Okay so first off, sins of the Masters. If you haven’t read them, here’s the link: https://www.failbettergames.com/a-secret-about-the-masters/
There’s eleven of these bad boys recorded (”eleven pilgrims who travelled from a cold and windy waste“), and Failbetter has confirmed in the past there are eleven Masters currently operating in London (with a few weird ones): Wines, Veils, Stones, Spices, Pages, Fires, Irons, Cups, Mirrors, Apples, and Hearts (with the weird ones being Chimes, Sacks, and Eaten)
Now, Seeking spoilers: Eaten was not always Eaten. His name will not be said here, but suffice to say he too was once a pilgrim from on high. He is clearly not one of the eleven Masters currently operating in London, but he is one of the eleven Masters that apparently came from the Wilderness. So we have Wines, Veils, Spices, Pages, Fires, Irons, Cups, Mirrors, Apples, Hearts, Stones and REDACTED as our merry band of bats. That makes twelve (perhaps one goes unnoticed, and so only eleven are seen)
But wait! As it turns out from Nemesis (spoilers) and some other sources (spoilers?), Mr Apples also trades as Mr Hearts. And Mr Cups is also Mr Mirrors. If these are different titles for the same bats, then we have Hearts/Apples, Cups/Mirrors, REDACTED, Wines, Veils, Spices, Pages, Stones, Irons, and Fires. Only ten bats, not eleven or twelve. And if we look at the Masters currently publically active in London, we have only nine, not eleven. Where are the missing two bats?
Well, you could always just count Apples/Hearts and Cups/Mirrors as two different Masters. That’s probably the sensible option. But that would be boring, and this is real crack theory hours, so I’m going to discard that idea (well, only partially for the second duo) and go with something much more wild...
...
...
...
Mr Chimes was originally a real Master and he became the first Mr Sacks.
Okay, wait, hear me out before you leave.
So let’s consider our sins here, and where I initially placed the Masters: hoarding - Stones light-bringing - Fires impersonation, and the delivery of false testimony - Mirrors? (or perhaps Cups?) perpetration of the crimes of knife and of candle - Irons idleness, and the dwelling-on of dreams - Spices runtery, aberration, - REDACTED pursuit of a Treachery - Apples/Hearts failure and defeat; a fall from king to beggar - Wines glass-whispering. And worse: charity - Cups? (or perhaps Mirrors?) truth-strangling - Pages violation of the Order of Days, “which determines the hour of the hunt, the feast, the council, the bargain, and the slaughter” - Veils Others have said their interpretations, and you may have yours as well; I will not go too much into my reasons for why I assigned each of them as that is not the point of this crack theorizing. but consider the crudity with which Apples/Hearts are considered to be the same bat while Mirrors and Cups are given their own separate positions. Why would the latter be separate and the former the same? Why not the other way around? Or what if....
What if, originally, there was another Master? Let’s call them, hmmm...Chimes. Has a nice sound to it, eh? Eh? I’ll see myself out.

(Supplied records):
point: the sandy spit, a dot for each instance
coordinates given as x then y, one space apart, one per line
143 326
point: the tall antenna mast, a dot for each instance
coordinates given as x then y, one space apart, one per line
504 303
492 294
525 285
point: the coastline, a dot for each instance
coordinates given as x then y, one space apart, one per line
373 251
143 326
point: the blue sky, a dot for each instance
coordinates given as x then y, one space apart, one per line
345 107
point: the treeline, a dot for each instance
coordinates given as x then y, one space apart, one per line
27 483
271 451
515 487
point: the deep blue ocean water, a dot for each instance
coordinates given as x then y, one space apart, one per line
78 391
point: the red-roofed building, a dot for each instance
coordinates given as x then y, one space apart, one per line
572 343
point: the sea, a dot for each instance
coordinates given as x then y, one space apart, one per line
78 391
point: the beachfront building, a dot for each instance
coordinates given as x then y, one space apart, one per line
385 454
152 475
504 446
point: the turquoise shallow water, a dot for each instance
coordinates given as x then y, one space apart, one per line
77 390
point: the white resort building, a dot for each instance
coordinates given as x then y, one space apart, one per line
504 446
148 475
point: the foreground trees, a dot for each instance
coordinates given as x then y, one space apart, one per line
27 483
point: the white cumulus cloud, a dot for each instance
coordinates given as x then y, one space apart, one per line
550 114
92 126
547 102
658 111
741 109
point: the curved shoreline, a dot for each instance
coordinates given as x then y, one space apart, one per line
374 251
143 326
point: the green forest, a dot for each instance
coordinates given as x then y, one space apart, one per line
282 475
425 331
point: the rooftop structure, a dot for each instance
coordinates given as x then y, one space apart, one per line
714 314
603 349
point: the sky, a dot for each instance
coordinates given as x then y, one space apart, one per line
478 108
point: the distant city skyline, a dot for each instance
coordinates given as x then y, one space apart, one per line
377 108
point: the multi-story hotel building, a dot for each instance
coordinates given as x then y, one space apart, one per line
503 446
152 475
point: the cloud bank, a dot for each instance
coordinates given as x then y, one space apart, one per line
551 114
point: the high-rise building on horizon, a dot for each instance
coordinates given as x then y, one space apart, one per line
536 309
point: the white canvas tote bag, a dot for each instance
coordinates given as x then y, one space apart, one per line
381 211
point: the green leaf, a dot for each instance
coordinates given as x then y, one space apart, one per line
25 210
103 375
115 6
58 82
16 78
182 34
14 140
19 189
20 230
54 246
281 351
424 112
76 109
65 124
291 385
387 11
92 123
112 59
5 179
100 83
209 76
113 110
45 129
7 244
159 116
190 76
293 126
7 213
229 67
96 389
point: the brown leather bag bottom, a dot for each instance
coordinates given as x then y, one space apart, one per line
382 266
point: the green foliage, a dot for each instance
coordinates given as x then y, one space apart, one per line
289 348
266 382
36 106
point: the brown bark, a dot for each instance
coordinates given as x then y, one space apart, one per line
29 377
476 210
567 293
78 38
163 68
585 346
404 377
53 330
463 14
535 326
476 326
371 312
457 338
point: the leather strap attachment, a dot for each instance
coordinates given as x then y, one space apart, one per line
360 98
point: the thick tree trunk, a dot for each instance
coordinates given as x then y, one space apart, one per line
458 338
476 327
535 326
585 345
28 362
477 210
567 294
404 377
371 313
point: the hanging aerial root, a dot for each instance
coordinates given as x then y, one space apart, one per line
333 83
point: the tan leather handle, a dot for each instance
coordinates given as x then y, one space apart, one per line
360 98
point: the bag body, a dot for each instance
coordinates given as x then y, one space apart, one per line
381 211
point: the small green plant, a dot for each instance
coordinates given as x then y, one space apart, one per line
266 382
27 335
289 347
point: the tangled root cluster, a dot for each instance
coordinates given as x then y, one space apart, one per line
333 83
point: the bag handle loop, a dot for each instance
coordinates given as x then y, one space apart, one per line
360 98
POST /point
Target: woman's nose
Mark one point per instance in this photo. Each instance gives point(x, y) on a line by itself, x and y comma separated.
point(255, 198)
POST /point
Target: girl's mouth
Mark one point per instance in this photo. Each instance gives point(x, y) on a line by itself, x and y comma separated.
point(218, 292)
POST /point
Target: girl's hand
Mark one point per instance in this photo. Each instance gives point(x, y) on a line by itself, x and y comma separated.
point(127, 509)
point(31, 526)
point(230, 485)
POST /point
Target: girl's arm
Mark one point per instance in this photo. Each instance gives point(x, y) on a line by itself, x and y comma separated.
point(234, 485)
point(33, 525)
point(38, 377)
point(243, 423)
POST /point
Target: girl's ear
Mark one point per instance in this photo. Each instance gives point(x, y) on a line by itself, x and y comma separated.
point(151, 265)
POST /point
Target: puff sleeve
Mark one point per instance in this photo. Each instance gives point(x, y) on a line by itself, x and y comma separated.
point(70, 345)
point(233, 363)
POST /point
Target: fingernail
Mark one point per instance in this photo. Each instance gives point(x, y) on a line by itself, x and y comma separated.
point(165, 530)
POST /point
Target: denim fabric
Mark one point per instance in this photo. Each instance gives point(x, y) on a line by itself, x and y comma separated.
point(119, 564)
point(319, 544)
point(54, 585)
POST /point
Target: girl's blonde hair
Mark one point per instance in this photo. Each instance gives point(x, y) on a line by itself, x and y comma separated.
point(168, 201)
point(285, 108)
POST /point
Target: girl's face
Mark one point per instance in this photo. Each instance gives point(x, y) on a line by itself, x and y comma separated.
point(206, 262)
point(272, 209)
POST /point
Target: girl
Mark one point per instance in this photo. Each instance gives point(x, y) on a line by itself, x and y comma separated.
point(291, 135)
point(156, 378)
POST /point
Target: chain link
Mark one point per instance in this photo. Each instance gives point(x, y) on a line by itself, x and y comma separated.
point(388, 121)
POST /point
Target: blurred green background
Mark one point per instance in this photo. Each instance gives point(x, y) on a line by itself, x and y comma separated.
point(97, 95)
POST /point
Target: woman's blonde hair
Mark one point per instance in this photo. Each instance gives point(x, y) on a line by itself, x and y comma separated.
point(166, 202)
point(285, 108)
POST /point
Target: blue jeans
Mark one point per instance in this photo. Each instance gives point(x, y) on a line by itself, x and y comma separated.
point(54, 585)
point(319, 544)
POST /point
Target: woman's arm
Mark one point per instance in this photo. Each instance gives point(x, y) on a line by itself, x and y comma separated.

(Set exercise 1):
Summarize the fan theory about the Masters in two sentences.
(Set exercise 2):
Reproduce the stretch of the fan theory about the Masters from "But wait! As" through "much more wild...", word for word.

(Exercise output 1):
Counting the Masters who came from the Wilderness, the writer finds that if Apples and Hearts are one bat and Cups and Mirrors are another, there are only ten rather than eleven or twelve, and only nine are publicly active in London. The writer then proposes that Mr Chimes was originally a real Master who became the first Mr Sacks.

(Exercise output 2):
But wait! As it turns out from Nemesis (spoilers) and some other sources (spoilers?), Mr Apples also trades as Mr Hearts. And Mr Cups is also Mr Mirrors. If these are different titles for the same bats, then we have Hearts/Apples, Cups/Mirrors, REDACTED, Wines, Veils, Spices, Pages, Stones, Irons, and Fires. Only ten bats, not eleven or twelve. And if we look at the Masters currently publically active in London, we have only nine, not eleven. Where are the missing two bats?
Well, you could always just count Apples/Hearts and Cups/Mirrors as two different Masters. That’s probably the sensible option. But that would be boring, and this is real crack theory hours, so I’m going to discard that idea (well, only partially for the second duo) and go with something much more wild...